**Brief**
From the first line to the last, reproduce the records exactly as they appear below.

**Supplied data**

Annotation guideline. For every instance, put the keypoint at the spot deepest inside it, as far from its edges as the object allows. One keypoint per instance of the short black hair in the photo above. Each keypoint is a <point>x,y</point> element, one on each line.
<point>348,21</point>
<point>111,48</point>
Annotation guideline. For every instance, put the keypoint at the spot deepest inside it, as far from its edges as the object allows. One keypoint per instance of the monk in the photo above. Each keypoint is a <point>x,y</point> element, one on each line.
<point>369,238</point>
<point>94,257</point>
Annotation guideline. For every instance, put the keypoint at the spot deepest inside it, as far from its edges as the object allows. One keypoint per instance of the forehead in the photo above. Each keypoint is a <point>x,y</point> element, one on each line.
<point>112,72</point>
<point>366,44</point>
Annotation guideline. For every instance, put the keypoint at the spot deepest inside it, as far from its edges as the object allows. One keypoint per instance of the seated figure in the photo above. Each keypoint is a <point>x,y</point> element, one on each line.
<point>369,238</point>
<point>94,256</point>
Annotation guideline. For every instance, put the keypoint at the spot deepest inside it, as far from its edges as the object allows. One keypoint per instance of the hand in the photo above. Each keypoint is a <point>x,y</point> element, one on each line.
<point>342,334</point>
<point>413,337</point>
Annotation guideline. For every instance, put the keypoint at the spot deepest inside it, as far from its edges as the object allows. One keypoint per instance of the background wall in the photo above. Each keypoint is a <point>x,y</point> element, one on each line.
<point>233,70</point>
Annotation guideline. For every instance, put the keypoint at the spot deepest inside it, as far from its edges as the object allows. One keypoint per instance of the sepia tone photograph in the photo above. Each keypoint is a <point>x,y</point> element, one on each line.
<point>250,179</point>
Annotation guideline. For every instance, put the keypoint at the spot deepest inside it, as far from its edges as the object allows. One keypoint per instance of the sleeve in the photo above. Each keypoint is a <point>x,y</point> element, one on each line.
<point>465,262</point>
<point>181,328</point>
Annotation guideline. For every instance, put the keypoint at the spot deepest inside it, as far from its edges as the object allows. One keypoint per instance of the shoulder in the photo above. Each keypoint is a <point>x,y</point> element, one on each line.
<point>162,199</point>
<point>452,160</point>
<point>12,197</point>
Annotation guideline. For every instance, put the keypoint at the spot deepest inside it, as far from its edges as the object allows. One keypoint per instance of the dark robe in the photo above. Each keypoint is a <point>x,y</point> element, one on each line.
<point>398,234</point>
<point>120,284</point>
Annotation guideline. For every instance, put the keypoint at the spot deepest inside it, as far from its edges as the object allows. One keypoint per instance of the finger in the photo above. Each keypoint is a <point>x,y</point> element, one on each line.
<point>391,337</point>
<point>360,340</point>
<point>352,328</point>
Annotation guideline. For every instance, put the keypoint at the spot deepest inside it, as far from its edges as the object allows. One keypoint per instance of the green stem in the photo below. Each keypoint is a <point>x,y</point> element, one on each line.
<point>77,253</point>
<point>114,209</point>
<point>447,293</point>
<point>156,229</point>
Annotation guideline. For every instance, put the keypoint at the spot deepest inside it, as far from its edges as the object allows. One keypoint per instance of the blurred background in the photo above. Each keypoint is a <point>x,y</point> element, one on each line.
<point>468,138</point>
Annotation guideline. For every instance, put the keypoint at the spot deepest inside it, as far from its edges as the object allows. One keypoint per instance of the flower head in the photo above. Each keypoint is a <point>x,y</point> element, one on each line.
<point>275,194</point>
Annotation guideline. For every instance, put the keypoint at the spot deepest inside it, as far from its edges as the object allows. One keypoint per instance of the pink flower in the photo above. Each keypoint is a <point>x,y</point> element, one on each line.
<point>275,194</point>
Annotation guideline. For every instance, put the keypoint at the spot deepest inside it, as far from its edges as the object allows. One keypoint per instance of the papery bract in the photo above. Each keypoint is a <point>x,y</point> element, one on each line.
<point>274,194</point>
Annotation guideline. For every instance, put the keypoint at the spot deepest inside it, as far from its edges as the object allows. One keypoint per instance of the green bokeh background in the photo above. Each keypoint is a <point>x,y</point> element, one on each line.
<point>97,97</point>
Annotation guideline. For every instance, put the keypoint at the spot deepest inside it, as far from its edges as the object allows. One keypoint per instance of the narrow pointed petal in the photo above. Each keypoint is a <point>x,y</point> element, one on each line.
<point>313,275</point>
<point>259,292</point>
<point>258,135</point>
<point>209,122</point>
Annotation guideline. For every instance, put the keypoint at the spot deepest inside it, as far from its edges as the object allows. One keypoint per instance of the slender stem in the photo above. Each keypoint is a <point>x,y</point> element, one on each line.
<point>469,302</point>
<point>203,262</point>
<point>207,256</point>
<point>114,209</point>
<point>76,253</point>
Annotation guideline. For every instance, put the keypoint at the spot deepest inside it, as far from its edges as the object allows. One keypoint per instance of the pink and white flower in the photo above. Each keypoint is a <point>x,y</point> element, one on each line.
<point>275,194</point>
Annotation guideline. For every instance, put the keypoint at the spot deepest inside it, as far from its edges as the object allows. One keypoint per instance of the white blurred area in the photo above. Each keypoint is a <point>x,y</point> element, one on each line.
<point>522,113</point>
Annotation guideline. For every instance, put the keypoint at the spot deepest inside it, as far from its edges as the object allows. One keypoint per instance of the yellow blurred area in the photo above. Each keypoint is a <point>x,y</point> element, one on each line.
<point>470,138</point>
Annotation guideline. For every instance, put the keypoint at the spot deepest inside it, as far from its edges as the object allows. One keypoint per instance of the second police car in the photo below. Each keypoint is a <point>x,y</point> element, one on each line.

**Task result**
Annotation guideline. For every instance, put the keypoint at the spot deepest inside it, as far from its edges as the object allows. One keypoint per instance of the short black hair in the photo above. Each keypoint is a <point>x,y</point> element, one on each line.
<point>348,21</point>
<point>111,48</point>
Annotation guideline. For every instance, put the keypoint at the spot deepest inside it, as far from its edges as the object allows. One keypoint per instance of the monk in the photo above. Each keypoint is a <point>x,y</point> element, one on each line.
<point>369,238</point>
<point>94,257</point>
Annotation guideline. For every instance, put the keypoint at the spot deepest inside it, as far from its edges as the object allows. One keypoint per instance of the forehead in the photo above. Each keypoint is a <point>x,y</point> element, one on each line.
<point>112,72</point>
<point>366,44</point>
Annotation guideline. For every instance, put the keypoint at the spot deepest inside it, as far from its edges as the object allows. One keypoint per instance of the seated figure in the photo above. Each keypoint is a <point>x,y</point> element, one on each line.
<point>369,238</point>
<point>94,256</point>
Annotation guideline. For every instance, put the keypoint at the spot deepest inside it, as far from its edges as the object allows. One keypoint per instance of the hand in the photo above. Each keypoint is a <point>x,y</point> element, one on each line.
<point>342,334</point>
<point>413,337</point>
Annotation guideline. For every instance, put the keypoint at the spot deepest inside it, as far from its edges as the object allows. One keypoint per instance of the background wall in the photo above. Each keypoint is a <point>x,y</point> element, one on each line.
<point>233,70</point>
Annotation guideline. For every instance, put the keypoint at the spot deepest inside it, as far from its edges as the object allows. One keypoint per instance of the sepia tone photograph in the photo above. Each keypoint is a <point>x,y</point> element, one on each line.
<point>250,179</point>
Annotation guideline. For every instance, put the keypoint at the spot deepest inside it, as far from its edges as the object allows. One keypoint per instance of the sleeve in the photo above. Each keypoint is a <point>x,y</point> element, one on each line.
<point>465,262</point>
<point>181,328</point>
Annotation guideline. For every instance, put the keypoint at the spot deepest inside it, as far from its edges as the object allows. One keypoint per instance of the shoulder in the photo above. Each keypoint is a <point>x,y</point> element, one on each line.
<point>162,199</point>
<point>452,160</point>
<point>12,197</point>
Annotation guideline. For every instance, put the keypoint at the spot deepest inside it, as far from its edges as the object allows. One keypoint per instance of the dark robe in the photo above. Each keypoint is a <point>x,y</point> element, one on each line.
<point>398,234</point>
<point>120,284</point>
Annotation guideline. For every instance, put the keypoint at the spot deepest inside it, as far from its edges as the object allows. One keypoint per instance of the finger in the photo above. Each keypoint is a <point>x,y</point> element, one on each line.
<point>391,337</point>
<point>360,340</point>
<point>352,328</point>
Annotation guideline. For every instance, put the keypoint at the spot deepest inside it, as far from its edges as the object allows. One keypoint per instance of the green stem in the photo below. Each keypoint is a <point>x,y</point> element, one on each line.
<point>77,253</point>
<point>114,209</point>
<point>447,293</point>
<point>156,229</point>
Annotation guideline. For every instance, put the keypoint at the spot deepest inside it, as far from its edges as the object allows. One keypoint per instance of the blurred background in the photo above. Each keypoint is a <point>x,y</point> element, one on each line.
<point>468,138</point>
Annotation guideline. For every instance, put the keypoint at the spot deepest inside it, as far from its edges as the object allows. One keypoint per instance of the flower head in the photo above. Each keypoint is a <point>x,y</point> element, one on each line.
<point>275,194</point>
Annotation guideline. For every instance, put the keypoint at the spot deepest inside it, as far from its edges as the object allows. One keypoint per instance of the pink flower in the photo above. Each keypoint is a <point>x,y</point> element, one on each line.
<point>275,194</point>
Annotation guideline. For every instance, put the keypoint at the spot deepest inside it, as far from its edges as the object allows. One keypoint per instance of the papery bract in the photo above. Each keypoint is a <point>x,y</point> element, one on each line.
<point>274,194</point>
Annotation guideline. For every instance, put the keypoint at the spot deepest inside it, as far from its edges as the object allows. One keypoint per instance of the green bokeh background in the photo above. Each keypoint is a <point>x,y</point> element, one on each line.
<point>97,97</point>
Annotation guideline. For every instance, put the keypoint at the spot deepest inside it, as far from its edges as the object allows. One keypoint per instance of the narrow pointed petal in the photo above. Each keypoint is a <point>x,y</point> element, one on each line.
<point>313,275</point>
<point>259,292</point>
<point>258,135</point>
<point>209,122</point>
Annotation guideline. For every instance, put the keypoint at the spot deepest inside it, as far from its edges as the object allows. One keypoint per instance of the slender stem in the photo above. Each keypoint is a <point>x,y</point> element, one on each line.
<point>469,302</point>
<point>203,262</point>
<point>207,256</point>
<point>114,209</point>
<point>76,253</point>
Annotation guideline. For every instance, put the keypoint at the spot deepest inside it, as far from its edges as the object allows. One keypoint per instance of the pink and white flower in the photo above. Each keypoint is a <point>x,y</point> element, one on each line.
<point>275,194</point>
Annotation guideline. For every instance, put the keypoint at the spot deepest inside it, as far from its edges as the object allows. One keypoint per instance of the white blurred area in the photo above. Each keypoint is a <point>x,y</point> element, one on each line.
<point>522,113</point>
Annotation guideline. For every instance, put the keypoint at the spot deepest inside it, as far from its edges as the object allows. One keypoint per instance of the yellow blurred area in the photo above. Each keypoint is a <point>x,y</point> element, one on each line.
<point>470,138</point>
Annotation guideline. For every instance, put the keypoint at the spot deepest inside it, as far from its edges as the object allows. One keypoint per instance of the second police car in the photo below. Each keypoint is a <point>x,y</point> element, one on each line.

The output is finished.